▸ DATA SHOWN

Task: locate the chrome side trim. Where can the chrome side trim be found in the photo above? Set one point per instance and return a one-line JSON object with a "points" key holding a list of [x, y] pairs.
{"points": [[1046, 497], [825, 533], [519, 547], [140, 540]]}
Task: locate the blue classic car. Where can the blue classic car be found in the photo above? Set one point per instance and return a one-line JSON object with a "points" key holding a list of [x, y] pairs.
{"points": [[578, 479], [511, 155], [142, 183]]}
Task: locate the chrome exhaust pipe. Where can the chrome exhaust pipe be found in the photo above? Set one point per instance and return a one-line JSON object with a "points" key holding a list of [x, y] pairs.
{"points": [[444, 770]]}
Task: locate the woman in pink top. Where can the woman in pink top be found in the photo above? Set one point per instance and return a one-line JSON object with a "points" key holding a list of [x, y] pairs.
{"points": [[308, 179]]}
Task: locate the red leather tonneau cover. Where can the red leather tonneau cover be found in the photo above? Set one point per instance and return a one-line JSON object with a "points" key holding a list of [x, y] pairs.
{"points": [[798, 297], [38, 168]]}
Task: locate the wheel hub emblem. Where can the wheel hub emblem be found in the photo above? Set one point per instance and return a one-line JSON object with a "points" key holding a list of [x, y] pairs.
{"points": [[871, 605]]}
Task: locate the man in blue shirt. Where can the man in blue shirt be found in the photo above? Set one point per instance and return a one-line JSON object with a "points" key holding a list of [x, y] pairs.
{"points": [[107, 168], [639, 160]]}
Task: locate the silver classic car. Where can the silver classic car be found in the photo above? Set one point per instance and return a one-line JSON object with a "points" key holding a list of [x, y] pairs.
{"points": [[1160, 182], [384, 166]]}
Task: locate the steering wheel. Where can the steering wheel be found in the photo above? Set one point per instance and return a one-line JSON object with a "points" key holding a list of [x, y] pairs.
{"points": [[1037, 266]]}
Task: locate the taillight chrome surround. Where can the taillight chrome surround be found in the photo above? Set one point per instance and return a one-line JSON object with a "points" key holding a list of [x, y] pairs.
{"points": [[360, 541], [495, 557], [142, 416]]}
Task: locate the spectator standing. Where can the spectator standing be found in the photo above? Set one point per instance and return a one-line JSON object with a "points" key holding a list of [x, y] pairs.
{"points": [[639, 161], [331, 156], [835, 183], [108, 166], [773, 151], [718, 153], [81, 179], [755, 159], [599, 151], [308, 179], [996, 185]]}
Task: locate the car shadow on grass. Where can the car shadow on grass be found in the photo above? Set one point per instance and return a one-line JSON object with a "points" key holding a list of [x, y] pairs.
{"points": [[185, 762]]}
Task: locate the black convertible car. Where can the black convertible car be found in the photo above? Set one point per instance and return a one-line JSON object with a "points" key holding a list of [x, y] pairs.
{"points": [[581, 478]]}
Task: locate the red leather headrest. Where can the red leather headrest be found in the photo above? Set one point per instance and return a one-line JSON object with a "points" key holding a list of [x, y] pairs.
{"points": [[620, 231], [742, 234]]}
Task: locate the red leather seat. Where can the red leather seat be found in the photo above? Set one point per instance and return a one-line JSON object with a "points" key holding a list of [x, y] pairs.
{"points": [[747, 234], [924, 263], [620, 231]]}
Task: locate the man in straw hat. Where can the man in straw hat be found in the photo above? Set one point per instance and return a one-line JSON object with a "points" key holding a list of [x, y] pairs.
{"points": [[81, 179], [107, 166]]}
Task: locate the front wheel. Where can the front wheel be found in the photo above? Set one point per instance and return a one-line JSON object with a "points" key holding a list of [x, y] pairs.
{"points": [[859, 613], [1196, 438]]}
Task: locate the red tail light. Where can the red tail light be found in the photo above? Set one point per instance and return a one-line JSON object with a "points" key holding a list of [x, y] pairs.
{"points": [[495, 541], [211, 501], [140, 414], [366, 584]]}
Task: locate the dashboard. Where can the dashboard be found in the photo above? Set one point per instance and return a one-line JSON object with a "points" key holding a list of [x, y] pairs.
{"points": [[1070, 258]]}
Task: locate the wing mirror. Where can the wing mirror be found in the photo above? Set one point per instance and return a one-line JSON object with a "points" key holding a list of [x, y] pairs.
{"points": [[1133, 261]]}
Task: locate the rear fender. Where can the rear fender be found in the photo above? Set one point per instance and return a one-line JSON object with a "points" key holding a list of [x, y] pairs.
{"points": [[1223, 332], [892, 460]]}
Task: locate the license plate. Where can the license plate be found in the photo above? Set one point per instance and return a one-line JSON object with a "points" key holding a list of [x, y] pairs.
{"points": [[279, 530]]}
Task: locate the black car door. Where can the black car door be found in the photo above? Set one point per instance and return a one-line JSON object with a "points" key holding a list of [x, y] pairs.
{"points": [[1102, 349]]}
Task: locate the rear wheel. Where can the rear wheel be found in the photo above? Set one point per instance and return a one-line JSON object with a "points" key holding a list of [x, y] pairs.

▸ BRIEF
Repeat, exactly and only, the lines above from the one containing "Task: locate the license" through the end of the material.

▸ ANSWER FOR THIS EXERCISE
Task: locate the license plate. Where can the license plate be found in the photo above? Set one point per instance and return a one-line JSON object with a "points" key holding a list of [x, y] pairs.
{"points": [[279, 530]]}
Task: locate the black car door. Where can the black car door be found in the photo above? Set one point per instance and return a one-line JSON object with a "points" key holding a list of [x, y] pairs.
{"points": [[1102, 349]]}
Task: locate the rear wheel. Where can the rear wheel be found in the photo above? Set one point per instance and return a one-line JSON object with a "points" key holding a list of [x, y] pairs.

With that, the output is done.